CONSIGNE A: Dans l'article sur le sexisme numérique, reformulez sous forme de liste le paragraphe qui commence par « Seuls 8% des vidéos sur YouTube » en conservant ses faits principaux.
CONSIGNE B: Nommez toutes les plateformes dont les cent contenus les plus populaires ont été analysés par le rapport présenté dans l'article sur le sexisme numérique.
CONSIGNE C: Écrivez la suite de l'article sur le sexisme numérique, s'il vous plaît, à partir de sa dernière phrase.

***** TEXTE FOURNI

Le Haut Conseil à l'Égalité alerte sur le sexisme numérique et l'absence des femmes dans le secteur digital. Les plateformes sont appelées à rendre des rapports annuels sur la place des femmes, et des quotas et incitations pour les filières numériques sont recommandés pour briser ce cercle vicieux.
Le Haut Conseil à l'Egalité dénonce un « cercle vicieux du sexisme » qui exclut les femmes d'un secteur d'avenir qui façonne les mentalités. « Un monde fait par et pour les hommes. Ainsi peut-on résumer le secteur numérique qui a tendance à invisibiliser, caricaturer, agresser et exclure les femmes. Dans les contenus, leur image est déplorable. Dans la filière, leur présence est encore trop minoritaire », observe le HCE.
« Une économie privée des talents féminins est une société privée de solutions pour relever les défis du XXIè siècle », a déclaré la ministre chargée de l'Egalité Hommes Femmes Bérangère Couillard en recevant ce rapport. Le rapport a analysé les cent contenus les plus populaires sur trois grandes plateformes: YouTube, Instagram et TikTok. Le HCE a interrogé une quarantaine d'experts (Education nationale, enseignement supérieur, entrepreneuriat, réseaux sociaux...).
« L'image des femmes véhiculée sur internet est problématique »
Seuls 8% des vidéos sur YouTube sont faites par des femmes. Sur Instagram, 68% des contenus propagent des stéréotypes de genre et un sur cinq des propos à caractère sexiste. Sur TikTok, 42% des séquences d'humour et de divertissement contiennent des représentations dégradantes des femmes, selon cette étude. « L'image des femmes véhiculée sur internet est problématique et renforce les stéréotypes et le sexisme », déclare à l'AFP la présidente du HCE Sylvie Pierre-Brossolette, qui souhaite que l'Etat prenne des « mesures fortes et contraignantes ».
Cette instance consultative indépendante, placée auprès de la Première ministre, préconise que les plateformes soient astreintes à rendre des « rapports d'auto-évaluation » annuels sur la place des femmes, sous la supervision de l'Arcom (Autorité de régulation de l'audiovisuel et du numérique), comme doivent déjà le faire les chaînes de télévision et de radio. Meta, maison-mère de Facebook, interrogé par l'AFP, s'est dit « à la disposition de l'Arcom, du HCE et des parties prenantes pour réfléchir à une méthodologie idoine de mesure de ces types de contenus, pour l'ensemble des acteurs en ligne ».

**********
***** DONNÉES FOURNIES

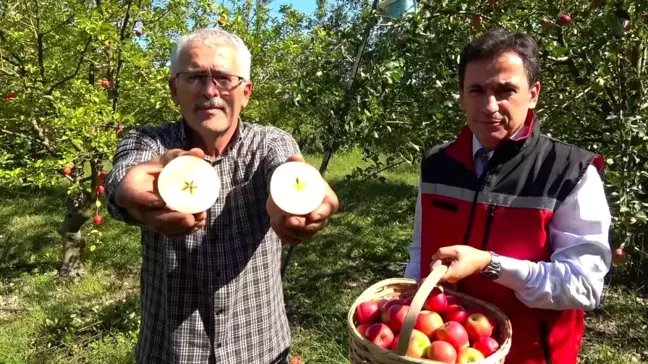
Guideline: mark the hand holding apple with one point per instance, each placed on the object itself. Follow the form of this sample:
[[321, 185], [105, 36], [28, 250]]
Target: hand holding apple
[[304, 219], [462, 261], [137, 194]]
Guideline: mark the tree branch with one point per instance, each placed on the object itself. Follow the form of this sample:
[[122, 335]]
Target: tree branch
[[76, 71]]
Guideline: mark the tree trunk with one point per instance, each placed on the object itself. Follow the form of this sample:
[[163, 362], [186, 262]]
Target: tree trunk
[[78, 213]]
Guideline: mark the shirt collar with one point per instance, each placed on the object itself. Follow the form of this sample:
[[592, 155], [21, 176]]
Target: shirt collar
[[476, 145]]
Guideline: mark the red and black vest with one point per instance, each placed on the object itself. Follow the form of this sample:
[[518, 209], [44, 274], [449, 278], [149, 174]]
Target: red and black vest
[[507, 210]]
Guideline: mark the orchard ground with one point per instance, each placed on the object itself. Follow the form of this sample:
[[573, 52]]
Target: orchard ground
[[95, 320]]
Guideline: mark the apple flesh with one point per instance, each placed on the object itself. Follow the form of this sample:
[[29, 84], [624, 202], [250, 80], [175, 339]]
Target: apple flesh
[[442, 351], [189, 184], [297, 188]]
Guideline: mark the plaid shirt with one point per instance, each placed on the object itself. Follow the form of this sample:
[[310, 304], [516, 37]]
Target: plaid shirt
[[214, 296]]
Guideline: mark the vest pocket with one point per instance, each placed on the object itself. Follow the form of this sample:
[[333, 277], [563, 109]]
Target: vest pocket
[[544, 338]]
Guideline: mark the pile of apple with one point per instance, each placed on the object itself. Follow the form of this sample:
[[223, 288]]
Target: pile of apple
[[444, 331]]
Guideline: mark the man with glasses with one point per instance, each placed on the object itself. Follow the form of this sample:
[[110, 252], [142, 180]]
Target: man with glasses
[[211, 288]]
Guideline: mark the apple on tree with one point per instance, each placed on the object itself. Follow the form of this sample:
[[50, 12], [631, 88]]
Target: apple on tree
[[297, 188], [189, 184]]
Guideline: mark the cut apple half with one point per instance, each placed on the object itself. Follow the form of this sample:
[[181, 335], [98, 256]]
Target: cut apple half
[[189, 184], [297, 188]]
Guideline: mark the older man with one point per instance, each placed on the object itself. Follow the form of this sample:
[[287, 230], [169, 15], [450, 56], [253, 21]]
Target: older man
[[521, 219], [210, 282]]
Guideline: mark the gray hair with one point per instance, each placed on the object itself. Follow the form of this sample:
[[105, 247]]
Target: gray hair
[[213, 37]]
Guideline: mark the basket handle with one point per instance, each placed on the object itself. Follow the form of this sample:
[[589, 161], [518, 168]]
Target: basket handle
[[415, 308]]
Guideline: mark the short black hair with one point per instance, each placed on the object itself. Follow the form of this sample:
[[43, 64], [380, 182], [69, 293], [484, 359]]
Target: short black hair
[[496, 42]]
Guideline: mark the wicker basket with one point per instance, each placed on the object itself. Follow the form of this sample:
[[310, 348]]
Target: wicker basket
[[362, 351]]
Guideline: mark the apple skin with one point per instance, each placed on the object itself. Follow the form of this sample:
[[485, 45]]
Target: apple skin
[[469, 355], [478, 325], [417, 347], [456, 313], [362, 329], [436, 301], [380, 335], [455, 334], [486, 345], [385, 307], [428, 322], [442, 351], [396, 317], [368, 312]]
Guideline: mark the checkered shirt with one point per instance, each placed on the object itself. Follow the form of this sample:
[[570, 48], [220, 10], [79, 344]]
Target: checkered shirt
[[214, 296]]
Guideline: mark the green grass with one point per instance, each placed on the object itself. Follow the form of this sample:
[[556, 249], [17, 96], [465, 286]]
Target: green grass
[[95, 320]]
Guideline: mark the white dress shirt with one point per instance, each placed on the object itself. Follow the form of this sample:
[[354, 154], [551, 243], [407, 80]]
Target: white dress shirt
[[578, 233]]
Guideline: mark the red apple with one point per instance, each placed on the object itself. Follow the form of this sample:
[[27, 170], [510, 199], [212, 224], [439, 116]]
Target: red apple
[[478, 325], [455, 313], [619, 256], [547, 24], [442, 351], [362, 329], [396, 316], [565, 19], [469, 355], [436, 301], [417, 346], [455, 334], [428, 322], [368, 312], [486, 345], [380, 335], [385, 307]]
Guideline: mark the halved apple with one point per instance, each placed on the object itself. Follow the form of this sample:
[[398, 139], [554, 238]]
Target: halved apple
[[297, 188], [189, 184]]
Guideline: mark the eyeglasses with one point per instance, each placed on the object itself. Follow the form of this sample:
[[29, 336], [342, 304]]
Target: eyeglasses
[[223, 81]]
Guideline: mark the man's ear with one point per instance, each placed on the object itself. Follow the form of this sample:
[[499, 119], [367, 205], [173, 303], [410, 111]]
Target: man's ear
[[534, 94], [247, 92], [174, 91]]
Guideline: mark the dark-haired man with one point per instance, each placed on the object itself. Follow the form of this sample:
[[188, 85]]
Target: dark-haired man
[[521, 219]]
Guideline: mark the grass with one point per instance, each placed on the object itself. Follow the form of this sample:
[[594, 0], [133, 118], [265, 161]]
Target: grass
[[95, 320]]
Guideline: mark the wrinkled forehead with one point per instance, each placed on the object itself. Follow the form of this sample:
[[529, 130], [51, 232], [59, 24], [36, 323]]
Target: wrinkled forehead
[[507, 68], [196, 55]]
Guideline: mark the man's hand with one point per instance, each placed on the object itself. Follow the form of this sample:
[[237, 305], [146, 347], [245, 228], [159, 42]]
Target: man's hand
[[462, 261], [294, 229], [138, 194]]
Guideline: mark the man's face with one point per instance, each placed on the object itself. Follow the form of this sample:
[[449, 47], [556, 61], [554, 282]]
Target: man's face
[[496, 97], [209, 105]]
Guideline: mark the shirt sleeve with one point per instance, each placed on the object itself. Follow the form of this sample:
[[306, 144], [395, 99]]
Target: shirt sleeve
[[413, 268], [136, 147], [280, 146], [578, 232]]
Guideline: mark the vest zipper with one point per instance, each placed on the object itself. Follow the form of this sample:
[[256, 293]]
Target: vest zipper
[[482, 183], [489, 222], [544, 337]]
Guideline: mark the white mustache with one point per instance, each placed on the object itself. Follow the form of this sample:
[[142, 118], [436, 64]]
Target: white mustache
[[214, 102]]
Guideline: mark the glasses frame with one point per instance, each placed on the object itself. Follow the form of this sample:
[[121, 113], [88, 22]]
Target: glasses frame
[[203, 79]]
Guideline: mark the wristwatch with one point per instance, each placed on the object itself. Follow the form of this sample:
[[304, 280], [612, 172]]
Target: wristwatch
[[492, 270]]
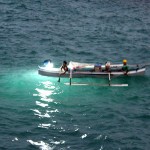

**********

RÉPONSE A:
- YouTube : seulement 8 % des vidéos sont réalisées par des femmes.
- Instagram : 68 % des contenus propagent des stéréotypes de genre, et un sur cinq contient des propos sexistes.
- TikTok : 42 % des séquences d'humour et de divertissement comportent des représentations dégradantes des femmes.
- Sylvie Pierre-Brossolette, présidente du HCE, juge que l'image des femmes sur internet est problématique et renforce les stéréotypes et le sexisme.
- Elle demande à l'État des « mesures fortes et contraignantes ».

RÉPONSE B: YouTube, Instagram, TikTok

RÉPONSE C:
Pour le HCE, cette image « problématique » des femmes est le reflet d'une « forte culture sexiste » de la filière numérique, largement dominée par les hommes. Seulement 29% des effectifs du numérique en France étaient des femmes en 2020, dont 16% dans les métiers techniques et 22% dans les postes de direction, note le HCE qui regrette que les femmes soient « repoussées à la périphérie des avancées technologiques qui façonnent notre avenir ». « La France est très en retard. De nombreux pays, dont la Chine et l'Inde, ont plus de femmes dans le secteur numérique », ajoute Sylvie Pierre-Brossolette.
« Des idiotes et des bimbos »
Cela est notamment dû à la faible présence des filles dans les filières de formations scientifiques et numériques. A la rentrée 2020-2021, les femmes représentaient 31% des inscrits dans des formations en sciences fondamentales, dans l'enseignement supérieur, et seulement 23% en informatique, selon ce rapport intitulé « La femme invisible dans le numérique: le cercle vicieux du sexisme ».
Les femmes choisissent moins les formations scientifiques, « à cause du manque de modèles féminins et d'un frein à l'orientation par l'entourage, mais aussi par peur du sexisme », estime le HCE. « Les images véhiculées dans le numérique laissent penser que les femmes ne sont pas faites pour des métiers scientifiques. Elles sont caricaturées comme des idiotes et des bimbos. Moins les filles étudient le numérique, moins les entreprises peuvent en embaucher », commente Sylvie Pierre-Brossolette.
Pour casser ce « cercle vicieux », le HCE recommande des « quotas de filles » dans les filières du numérique, au lycée comme dans l'enseignement supérieur, et un « système de bonification » dans ParcoursSup pour les filles qui s'orientent vers ces formations.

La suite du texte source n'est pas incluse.